**Prompt**
Pick out every line below that contains the string "tier" and copy each one unchanged.

(Records from a data source)

[start]

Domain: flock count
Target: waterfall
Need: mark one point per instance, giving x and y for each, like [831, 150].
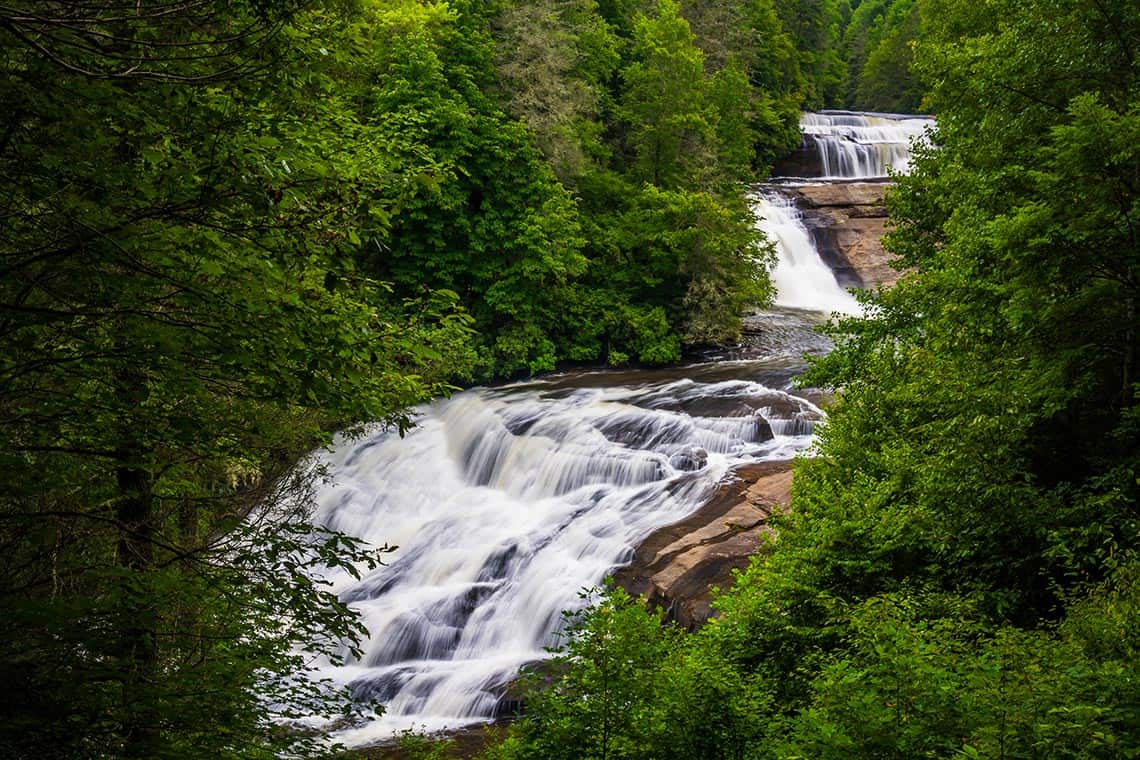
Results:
[801, 279]
[505, 504]
[861, 146]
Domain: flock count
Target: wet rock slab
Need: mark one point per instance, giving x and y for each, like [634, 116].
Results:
[678, 566]
[847, 221]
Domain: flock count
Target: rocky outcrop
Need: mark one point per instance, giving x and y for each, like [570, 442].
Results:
[677, 566]
[847, 221]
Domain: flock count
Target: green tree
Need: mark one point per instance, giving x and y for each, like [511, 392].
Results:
[182, 319]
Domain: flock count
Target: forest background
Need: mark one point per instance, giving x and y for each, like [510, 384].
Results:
[233, 228]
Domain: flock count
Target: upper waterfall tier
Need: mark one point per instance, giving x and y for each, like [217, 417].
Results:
[840, 145]
[803, 280]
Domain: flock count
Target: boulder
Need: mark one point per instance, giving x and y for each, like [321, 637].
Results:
[677, 566]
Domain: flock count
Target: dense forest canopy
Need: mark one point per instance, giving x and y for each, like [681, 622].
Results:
[233, 228]
[958, 573]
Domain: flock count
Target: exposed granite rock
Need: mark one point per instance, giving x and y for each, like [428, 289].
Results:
[847, 221]
[677, 566]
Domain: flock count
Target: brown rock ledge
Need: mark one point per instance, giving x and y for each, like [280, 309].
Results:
[678, 565]
[847, 221]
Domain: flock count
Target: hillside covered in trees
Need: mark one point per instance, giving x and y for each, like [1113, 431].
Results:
[233, 228]
[958, 573]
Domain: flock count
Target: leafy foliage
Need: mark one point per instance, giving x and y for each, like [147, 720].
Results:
[957, 577]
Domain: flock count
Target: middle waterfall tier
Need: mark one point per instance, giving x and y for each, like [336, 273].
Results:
[505, 503]
[801, 279]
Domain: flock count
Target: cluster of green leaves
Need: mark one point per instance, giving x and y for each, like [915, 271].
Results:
[591, 164]
[879, 49]
[958, 573]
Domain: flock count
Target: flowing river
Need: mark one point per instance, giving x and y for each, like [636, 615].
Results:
[506, 501]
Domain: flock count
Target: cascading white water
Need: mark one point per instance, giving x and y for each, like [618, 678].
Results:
[505, 504]
[801, 279]
[860, 146]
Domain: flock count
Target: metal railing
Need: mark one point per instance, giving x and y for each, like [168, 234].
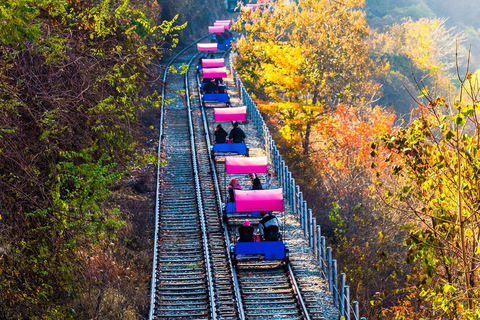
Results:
[312, 231]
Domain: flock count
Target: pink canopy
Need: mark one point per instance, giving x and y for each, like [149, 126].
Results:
[230, 114]
[227, 25]
[216, 29]
[213, 63]
[246, 165]
[215, 72]
[259, 200]
[207, 46]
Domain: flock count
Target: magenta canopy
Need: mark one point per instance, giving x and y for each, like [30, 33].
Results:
[213, 63]
[215, 72]
[246, 165]
[207, 46]
[230, 114]
[259, 200]
[216, 29]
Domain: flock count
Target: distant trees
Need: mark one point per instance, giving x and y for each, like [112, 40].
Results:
[72, 83]
[312, 54]
[435, 160]
[425, 49]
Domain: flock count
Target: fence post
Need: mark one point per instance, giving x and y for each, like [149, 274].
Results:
[310, 228]
[347, 303]
[342, 294]
[305, 219]
[334, 282]
[324, 260]
[356, 310]
[299, 205]
[291, 186]
[314, 236]
[329, 262]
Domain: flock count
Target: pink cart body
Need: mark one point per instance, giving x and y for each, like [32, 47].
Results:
[213, 63]
[207, 46]
[216, 29]
[236, 165]
[215, 72]
[259, 200]
[230, 114]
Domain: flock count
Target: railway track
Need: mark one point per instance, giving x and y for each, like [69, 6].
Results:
[268, 291]
[193, 276]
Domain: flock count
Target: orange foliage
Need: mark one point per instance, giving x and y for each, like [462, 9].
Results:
[345, 136]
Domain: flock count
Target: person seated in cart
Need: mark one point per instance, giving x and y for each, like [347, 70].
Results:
[256, 184]
[246, 232]
[237, 134]
[233, 185]
[269, 227]
[220, 134]
[221, 88]
[210, 86]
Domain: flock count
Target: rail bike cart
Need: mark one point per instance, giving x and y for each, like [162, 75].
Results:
[207, 46]
[215, 73]
[230, 114]
[226, 24]
[213, 63]
[235, 165]
[219, 35]
[259, 200]
[210, 63]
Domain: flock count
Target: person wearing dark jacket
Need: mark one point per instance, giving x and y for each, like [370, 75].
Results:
[237, 134]
[246, 232]
[210, 86]
[269, 227]
[220, 134]
[257, 185]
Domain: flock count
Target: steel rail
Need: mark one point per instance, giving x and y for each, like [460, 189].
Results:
[288, 277]
[153, 282]
[199, 197]
[298, 294]
[238, 295]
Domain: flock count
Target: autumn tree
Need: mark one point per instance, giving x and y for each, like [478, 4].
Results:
[74, 78]
[424, 48]
[307, 57]
[435, 160]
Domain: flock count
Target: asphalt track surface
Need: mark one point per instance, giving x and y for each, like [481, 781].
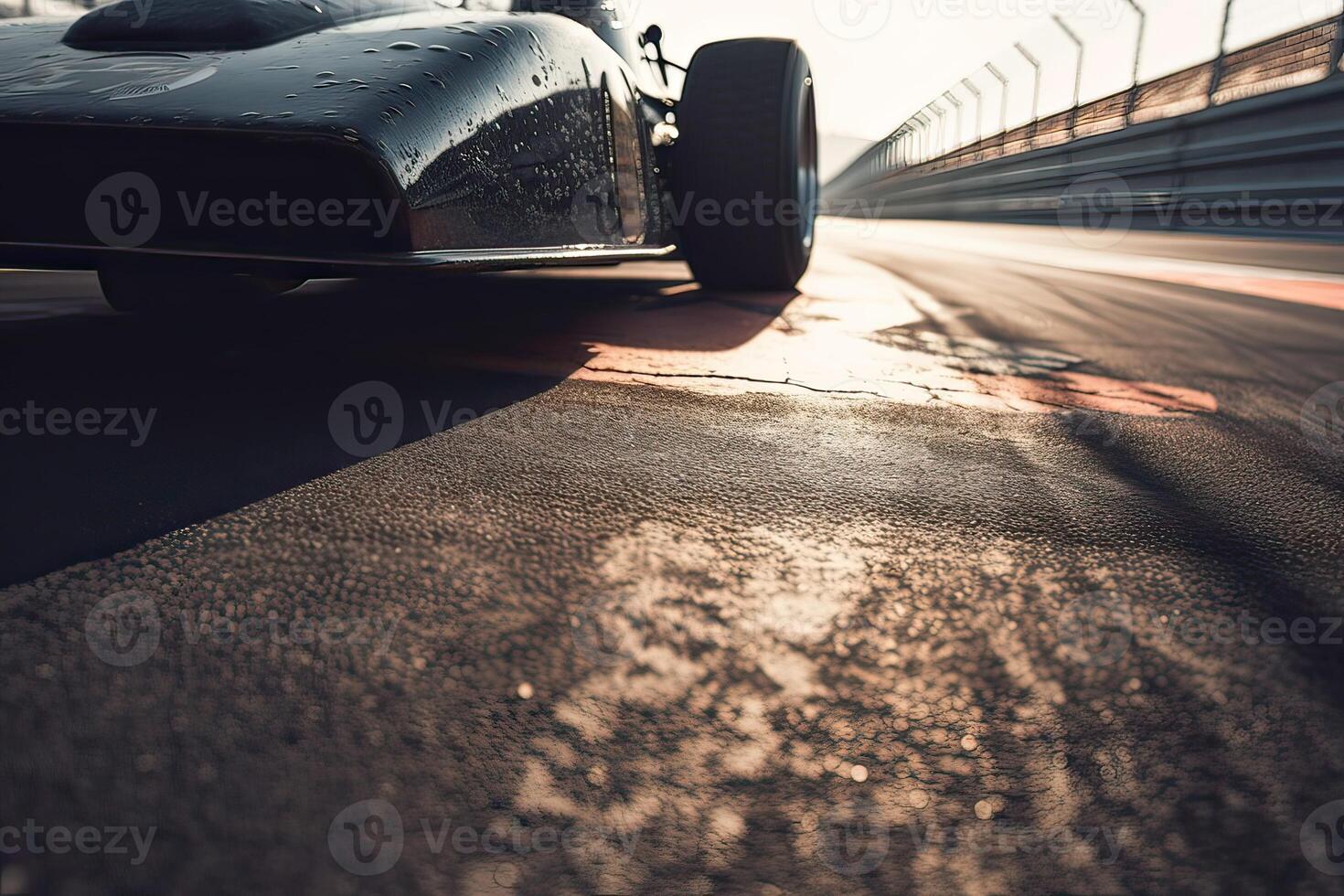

[end]

**Response below**
Target: upper waterfall tier
Target: middle waterfall tier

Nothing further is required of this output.